EXERCISE PROMPT. Copy out all the entries word for word.

RECORDS TO USE.
----------------

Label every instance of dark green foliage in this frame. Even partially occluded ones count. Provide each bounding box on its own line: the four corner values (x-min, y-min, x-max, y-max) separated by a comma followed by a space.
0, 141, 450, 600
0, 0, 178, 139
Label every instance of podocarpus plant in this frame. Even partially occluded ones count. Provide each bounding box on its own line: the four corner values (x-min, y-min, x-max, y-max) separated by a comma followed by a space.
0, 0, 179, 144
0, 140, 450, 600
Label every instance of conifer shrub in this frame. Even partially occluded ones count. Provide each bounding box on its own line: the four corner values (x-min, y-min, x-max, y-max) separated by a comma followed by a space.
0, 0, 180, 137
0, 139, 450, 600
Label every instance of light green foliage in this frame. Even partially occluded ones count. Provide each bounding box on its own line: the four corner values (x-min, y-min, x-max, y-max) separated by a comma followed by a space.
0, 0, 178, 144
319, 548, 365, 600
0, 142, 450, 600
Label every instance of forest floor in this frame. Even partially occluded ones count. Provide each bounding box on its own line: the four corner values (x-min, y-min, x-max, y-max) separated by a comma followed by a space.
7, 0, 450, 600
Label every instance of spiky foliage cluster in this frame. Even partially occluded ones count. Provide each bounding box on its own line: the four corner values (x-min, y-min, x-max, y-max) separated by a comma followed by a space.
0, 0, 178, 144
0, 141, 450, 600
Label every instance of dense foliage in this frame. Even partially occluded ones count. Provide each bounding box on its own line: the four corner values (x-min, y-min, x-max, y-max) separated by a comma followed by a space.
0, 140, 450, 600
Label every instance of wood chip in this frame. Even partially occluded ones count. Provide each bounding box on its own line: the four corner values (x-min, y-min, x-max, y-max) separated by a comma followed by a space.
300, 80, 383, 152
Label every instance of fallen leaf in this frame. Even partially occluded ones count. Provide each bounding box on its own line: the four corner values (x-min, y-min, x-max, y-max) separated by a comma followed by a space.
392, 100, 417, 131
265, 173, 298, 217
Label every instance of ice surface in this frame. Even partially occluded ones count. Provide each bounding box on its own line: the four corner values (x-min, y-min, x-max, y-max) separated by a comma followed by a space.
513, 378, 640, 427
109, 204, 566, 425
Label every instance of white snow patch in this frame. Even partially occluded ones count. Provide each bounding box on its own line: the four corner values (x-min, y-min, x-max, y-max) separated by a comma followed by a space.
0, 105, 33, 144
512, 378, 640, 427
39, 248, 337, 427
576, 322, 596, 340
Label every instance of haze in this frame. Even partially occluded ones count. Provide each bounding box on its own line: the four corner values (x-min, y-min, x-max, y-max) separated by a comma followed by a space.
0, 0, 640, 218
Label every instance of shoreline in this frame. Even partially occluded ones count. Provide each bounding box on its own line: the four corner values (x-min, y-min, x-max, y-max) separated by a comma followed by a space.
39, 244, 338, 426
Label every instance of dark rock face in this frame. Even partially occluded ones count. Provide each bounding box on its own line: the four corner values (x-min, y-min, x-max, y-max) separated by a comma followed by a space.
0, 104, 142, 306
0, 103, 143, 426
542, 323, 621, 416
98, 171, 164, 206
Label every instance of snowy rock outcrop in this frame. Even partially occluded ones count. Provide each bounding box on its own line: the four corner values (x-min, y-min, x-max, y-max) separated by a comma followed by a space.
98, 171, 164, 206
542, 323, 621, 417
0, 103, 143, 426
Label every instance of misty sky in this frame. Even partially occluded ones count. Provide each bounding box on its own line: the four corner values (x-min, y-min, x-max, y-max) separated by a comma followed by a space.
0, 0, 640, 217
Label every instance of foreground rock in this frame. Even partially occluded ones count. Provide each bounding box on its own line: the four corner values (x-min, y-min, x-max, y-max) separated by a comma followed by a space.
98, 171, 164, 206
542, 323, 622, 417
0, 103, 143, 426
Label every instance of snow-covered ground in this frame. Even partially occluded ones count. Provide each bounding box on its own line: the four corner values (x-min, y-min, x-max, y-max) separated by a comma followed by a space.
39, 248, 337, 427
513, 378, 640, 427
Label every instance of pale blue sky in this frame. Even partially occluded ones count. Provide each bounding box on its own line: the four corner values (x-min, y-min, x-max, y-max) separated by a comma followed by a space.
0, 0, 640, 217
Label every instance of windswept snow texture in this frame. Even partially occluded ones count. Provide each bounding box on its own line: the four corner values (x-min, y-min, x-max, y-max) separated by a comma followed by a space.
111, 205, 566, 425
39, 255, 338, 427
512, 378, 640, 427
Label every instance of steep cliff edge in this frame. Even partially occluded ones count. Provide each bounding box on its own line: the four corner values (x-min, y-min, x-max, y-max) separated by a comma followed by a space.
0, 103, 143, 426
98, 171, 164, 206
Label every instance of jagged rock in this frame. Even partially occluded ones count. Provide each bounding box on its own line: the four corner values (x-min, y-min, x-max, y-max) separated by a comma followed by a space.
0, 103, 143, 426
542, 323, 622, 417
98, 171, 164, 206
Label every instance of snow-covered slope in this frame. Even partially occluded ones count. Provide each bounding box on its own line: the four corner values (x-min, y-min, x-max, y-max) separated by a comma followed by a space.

----------------

TASK OUTPUT.
Label every instance of dark green foliage in this frame. Even partially occluded ones count. Provide each bounding box on its own line: the four corner values (x-min, y-min, x-max, y-max) separated by a comma followed by a space.
0, 141, 450, 600
0, 0, 178, 139
Label every instance of podocarpus plant in this frame. Even partially occluded ones count. Provide each bounding box on its own line: the four corner values (x-min, y-min, x-max, y-max) separated by a comma followed by a space.
0, 0, 179, 144
0, 140, 450, 600
Label every instance of conifer shrub in this frame. Even partially occluded ones count. Provide each bounding box on its own line: the four corner values (x-min, y-min, x-max, y-max) separated by a comma followed by a space.
0, 0, 180, 137
0, 139, 450, 600
Label every instance of light green foliage in this frame. Even partially occluded ones count. Provide each bounding box on its own line: the four corner values (x-min, y-min, x-max, y-max) separated by a comma followed by a space.
0, 0, 178, 144
319, 548, 365, 600
0, 142, 450, 600
Label every instance of forest floor in this frame. Even partially occluded ones count. Provide each bounding box on its own line: the four corner values (x-min, y-min, x-max, y-max) separated by a comma followed by a space.
7, 0, 450, 600
Label every instance of spiky foliage cluster in this frame. Even partially occluded ones count. Provide each bounding box on its own line: the four corner values (x-min, y-min, x-max, y-max) separated by a comma followed by a space.
0, 0, 178, 144
0, 141, 450, 600
Label every instance of dense foliage in this frame. Even partially occluded ones count. Provide each bounding box on its own line: the four corner values (x-min, y-min, x-max, y-max) separated by a comma followed by a space.
0, 140, 450, 600
Label every instance of wood chip in this frame. Even partially occluded ones count. Provide each bounding box on its own line: the four corner values (x-min, y-min, x-max, y-max) separated by a comma followed by a space.
300, 80, 383, 152
Label every instance of fallen leaf in this frame. Even partially occluded ones count. Provide each bounding box on its own line: the four corner values (x-min, y-min, x-max, y-max) separated by a comma followed by a space.
392, 100, 417, 131
265, 173, 298, 217
Label every instance of ice surface in this frame. Even partially occluded ones count. Provide each bounding box on its own line: the four corner values (x-min, y-min, x-max, y-max) separated by a comma followed by a space.
513, 378, 640, 427
109, 204, 566, 425
Label every instance of white snow patch in this frame. Even partially occluded ones count. Provide each bounding box on its own line: the four corner values (x-min, y-min, x-max, y-max) separated by a comma followed by a space.
0, 105, 33, 144
512, 378, 640, 427
39, 248, 337, 427
576, 322, 596, 340
Label every instance of haze in this frame. Even partially occluded ones count. Provide each bounding box on its own line: the four corner values (x-min, y-min, x-max, y-max) separated by a comma followed by a space.
0, 0, 640, 218
Label every instance of shoreline in this frame. Even partially occluded ones count. Provide each bounding box on its own line: the four corner values (x-min, y-min, x-max, y-max) separated by a comma followed by a space.
39, 244, 338, 426
Label every instance of dark rock face in this frame. Even partially occluded ones count. Provide each bounding box on its own line: the four corner values (x-min, y-min, x-max, y-max) separated by a comma followed by a space.
0, 104, 142, 306
0, 103, 143, 426
542, 323, 621, 416
98, 171, 164, 206
Label every instance of snowy rock outcrop in this frame. Even partially occluded ones count. Provide each bounding box on its own line: the four corner values (x-min, y-min, x-max, y-max) separated by a comma followed by a space.
98, 171, 164, 206
542, 323, 621, 417
0, 103, 143, 426
Label every instance of misty sky in this frame. Even partially occluded ones count. Provide each bounding box on its own line: the four corner values (x-min, y-min, x-max, y-max) separated by a comma followed by a space.
0, 0, 640, 217
Label every instance of foreground rock in this frame. Even partially occluded ones count. Provide each bounding box on its own line: the four corner values (x-min, y-min, x-max, y-max) separated by a comma followed by a space.
98, 171, 164, 206
542, 323, 622, 417
0, 103, 143, 426
Label every instance of snow-covered ground in this frame. Even partially occluded ones count. Provide each bounding box on its own line: the four corner values (x-min, y-min, x-max, y-max) separated by a comma followed by a space.
39, 248, 337, 427
513, 378, 640, 427
Label every instance of pale blue sky in this frame. Even partially occluded ones count. Provide each bounding box on its own line: the four corner values (x-min, y-min, x-max, y-max) separated by a comma followed by a space.
0, 0, 640, 217
Label every instance of windswept snow texture in this frame. Even partially occluded ones count. Provide each bounding box on its own line: the four corner values (x-min, y-min, x-max, y-max) separated by a comma followed by a space.
111, 205, 566, 425
39, 255, 338, 427
512, 378, 640, 427
Label every instance of steep cliff edge in this frame. Even partially occluded ones count. Provide each bounding box on its own line: the four corner values (x-min, y-min, x-max, y-max) separated by a comma followed by a space.
0, 103, 143, 426
98, 171, 164, 206
Label every instance of jagged rock in this frame. Even partially occluded ones count. Provide each bounding box on its own line: the four corner values (x-min, y-min, x-max, y-max) separated by a comma followed by a space.
0, 103, 143, 426
542, 323, 622, 417
98, 171, 164, 206
Label every instance of snow-covered slope in this frame. Even partially occluded ones count. Provide each bounding box on its own line: the four corner values (x-min, y-min, x-max, y-max) separated by a comma followed by a space.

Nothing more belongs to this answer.